··· Reading text ···

The Virtuoso of Judaism

By Yehudah Mirsky
Thursday, March 3, 2011

Religious virtuosity comes in many forms. One of them is the ability to reconcile seeming irreconcilables, like faith and freedom, piety and intellect, revelation and science. The dream of synthesis has lured many in the past two centuries. One who seemed to live it was Joseph B. Soloveitchik, the spiritual leader of modern Orthodoxy in America and one of the 20th century's greatest Jewish thinkers.

Soloveitchik was born in 1903 in Belarus, the scion of a distinguished rabbinical dynasty steeped in the fierce intellectuality of Lithuanian talmudism. His grandfather, Chaim Soloveitchik, had introduced a controversial method of study known as "the Brisker derekh," or the method of Brisk/Brest-Litovsk (where he was rabbi), which refracted free-flowing talmudic discussions into an elegant latticework of abstract concepts. After a traditional education supervised both by his father, a scholar of Talmud, and his worldlier and literarily-inclined mother, he moved to Berlin where in 1932 he received a doctorate in philosophy. Outside the university walls, he witnessed a great society and culture descending into chaos and nationalist delirium.

Meanwhile, his father had moved to the U.S. and become the premier talmudist at Yeshiva University's rabbinical school in New York. Following him, the younger Soloveitchik and his wife arrived in 1932 and settled in Boston. There he founded the Maimonides school, one of the first Hebrew day schools in the country and later the first to teach Talmud to both girls and boys. In 1941, he assumed his now-deceased father's position at Yeshiva and for the next four decades commuted back and forth between New York and Boston.

··· Record excerpts ···

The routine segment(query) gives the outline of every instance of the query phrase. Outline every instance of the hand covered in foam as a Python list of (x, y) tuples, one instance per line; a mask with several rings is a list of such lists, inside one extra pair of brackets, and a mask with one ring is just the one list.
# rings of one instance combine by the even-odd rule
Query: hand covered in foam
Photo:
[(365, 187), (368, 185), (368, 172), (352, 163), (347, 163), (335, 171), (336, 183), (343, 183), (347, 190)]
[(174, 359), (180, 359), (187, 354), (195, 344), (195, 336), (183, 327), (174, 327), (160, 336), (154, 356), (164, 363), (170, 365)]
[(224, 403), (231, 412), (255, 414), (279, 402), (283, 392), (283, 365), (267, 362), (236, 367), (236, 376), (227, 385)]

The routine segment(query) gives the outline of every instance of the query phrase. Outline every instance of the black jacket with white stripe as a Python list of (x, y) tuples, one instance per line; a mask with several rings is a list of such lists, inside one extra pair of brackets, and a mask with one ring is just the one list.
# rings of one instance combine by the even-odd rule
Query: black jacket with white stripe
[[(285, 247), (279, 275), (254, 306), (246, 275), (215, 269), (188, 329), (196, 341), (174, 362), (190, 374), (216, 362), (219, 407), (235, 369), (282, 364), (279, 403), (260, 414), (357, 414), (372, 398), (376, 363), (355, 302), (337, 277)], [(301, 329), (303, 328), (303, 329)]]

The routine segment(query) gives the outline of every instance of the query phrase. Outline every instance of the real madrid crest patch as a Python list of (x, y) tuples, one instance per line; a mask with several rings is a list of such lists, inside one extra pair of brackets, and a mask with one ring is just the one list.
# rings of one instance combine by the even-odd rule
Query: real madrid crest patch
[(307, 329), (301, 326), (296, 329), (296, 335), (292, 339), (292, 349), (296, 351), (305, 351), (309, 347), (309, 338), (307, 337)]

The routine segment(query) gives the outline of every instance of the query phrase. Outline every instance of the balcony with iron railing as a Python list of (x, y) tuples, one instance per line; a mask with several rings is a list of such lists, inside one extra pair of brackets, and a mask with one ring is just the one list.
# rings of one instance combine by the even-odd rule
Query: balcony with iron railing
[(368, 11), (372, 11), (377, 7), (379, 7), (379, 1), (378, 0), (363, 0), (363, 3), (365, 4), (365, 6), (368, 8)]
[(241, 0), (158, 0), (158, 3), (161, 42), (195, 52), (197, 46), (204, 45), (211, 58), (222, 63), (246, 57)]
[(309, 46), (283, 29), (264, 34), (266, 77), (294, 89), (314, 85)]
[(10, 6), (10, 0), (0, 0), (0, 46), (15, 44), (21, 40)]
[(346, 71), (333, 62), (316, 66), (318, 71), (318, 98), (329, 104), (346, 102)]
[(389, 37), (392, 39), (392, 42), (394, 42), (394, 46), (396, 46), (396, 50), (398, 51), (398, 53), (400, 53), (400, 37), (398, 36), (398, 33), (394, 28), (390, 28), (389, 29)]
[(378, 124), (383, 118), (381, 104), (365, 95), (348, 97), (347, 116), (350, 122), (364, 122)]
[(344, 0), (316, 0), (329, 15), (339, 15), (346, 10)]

···

* [Directions]
Duplicate the part of the Soloveitchik essay above between "Religious virtuosity comes" and "greatest Jewish thinkers.", inclusive.

* [Result of this exercise]
Religious virtuosity comes in many forms. One of them is the ability to reconcile seeming irreconcilables, like faith and freedom, piety and intellect, revelation and science. The dream of synthesis has lured many in the past two centuries. One who seemed to live it was Joseph B. Soloveitchik, the spiritual leader of modern Orthodoxy in America and one of the 20th century's greatest Jewish thinkers.